• What needs to be done:
Please continue the passage on the concurrent refinement controller from where it stops.

• Passage:
------------------------------
8137022: Concurrent refinement thread adjustment and (de-)activation suboptimal
8155996: Improve concurrent refinement green zone control
8134303: Introduce -XX:-G1UseConcRefinement

Please review this change to the control of concurrent refinement.

This new controller takes a different approach to the problem, addressing a
number of issues.

The old controller used a multiple of the target number of cards to determine
the range over which increasing numbers of refinement threads should be
activated, and finally activating mutator refinement. This has a variety of
problems. It doesn't account for the processing rate, the rate of new dirty
cards, or the time available to perform the processing. This often leads to
unnecessary spikes in the number of running refinement threads. It also tends
to drive the pending number to the target quickly and keep it there, removing
the benefit from having pending dirty cards filter out new cards for nearby
writes. It can't delay and leave excess cards in the queue because it could
be a long time before another buffer is enqueued.

The old controller was triggered by mutator threads enqueing card buffers,
when the number of cards in the queue exceeded a threshold near the target.
This required a complex activation protocol between the mutators and the
refinement threads.

With the new controller there is a primary refinement thread that periodically
estimates how many refinement threads need to be running to reach the target
in time for the next GC, along with whether to also activate mutator
refinement. If the primary thread stops running because it isn't currently
needed, it sleeps for a period and reevaluates on wakeup. This eliminates any
involvement in the activation of refinement threads by mutator threads.
------------------------------
[Dataset entries]
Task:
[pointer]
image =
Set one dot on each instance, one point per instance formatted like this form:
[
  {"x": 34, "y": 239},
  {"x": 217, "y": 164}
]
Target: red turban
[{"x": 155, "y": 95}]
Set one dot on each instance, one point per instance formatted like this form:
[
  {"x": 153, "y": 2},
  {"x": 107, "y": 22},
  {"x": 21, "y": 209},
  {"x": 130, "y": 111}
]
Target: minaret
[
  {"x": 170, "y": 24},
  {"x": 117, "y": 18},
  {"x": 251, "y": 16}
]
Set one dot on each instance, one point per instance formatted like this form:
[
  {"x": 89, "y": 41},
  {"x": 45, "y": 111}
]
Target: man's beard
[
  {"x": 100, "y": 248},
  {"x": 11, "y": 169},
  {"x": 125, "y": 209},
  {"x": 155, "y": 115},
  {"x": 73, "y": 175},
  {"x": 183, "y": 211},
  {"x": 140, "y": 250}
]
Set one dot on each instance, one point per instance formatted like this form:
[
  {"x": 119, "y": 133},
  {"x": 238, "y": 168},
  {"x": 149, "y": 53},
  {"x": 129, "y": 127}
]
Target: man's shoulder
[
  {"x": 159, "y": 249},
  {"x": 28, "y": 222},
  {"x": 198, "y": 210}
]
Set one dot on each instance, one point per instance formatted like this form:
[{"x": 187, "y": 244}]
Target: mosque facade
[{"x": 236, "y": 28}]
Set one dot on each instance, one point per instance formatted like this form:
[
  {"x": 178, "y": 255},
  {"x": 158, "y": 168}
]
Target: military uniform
------------------------------
• Solved problem:
The estimate of how many refinement threads are needed uses a prediction of
time until the next GC, the number of buffered cards, the predicted rate of
new dirty cards, and the predicted refinement rate. The number of running
threads is adjusted based on these periodically performed estimates.

This new approach allows more dirty cards to be left in the queue until late
in the mutator phase, typically reducing the rate of new dirty cards, which
reduces the amount of concurrent refinement work needed.

It also smooths out the number of running refinement threads, eliminating the
unnecessarily large spikes that are common with the old method. One benefit
is that the number of refinement threads (lazily) allocated is often much
lower now. (This plus UseDynamicNumberOfGCThreads mitigates the problem
described in JDK-8153225.)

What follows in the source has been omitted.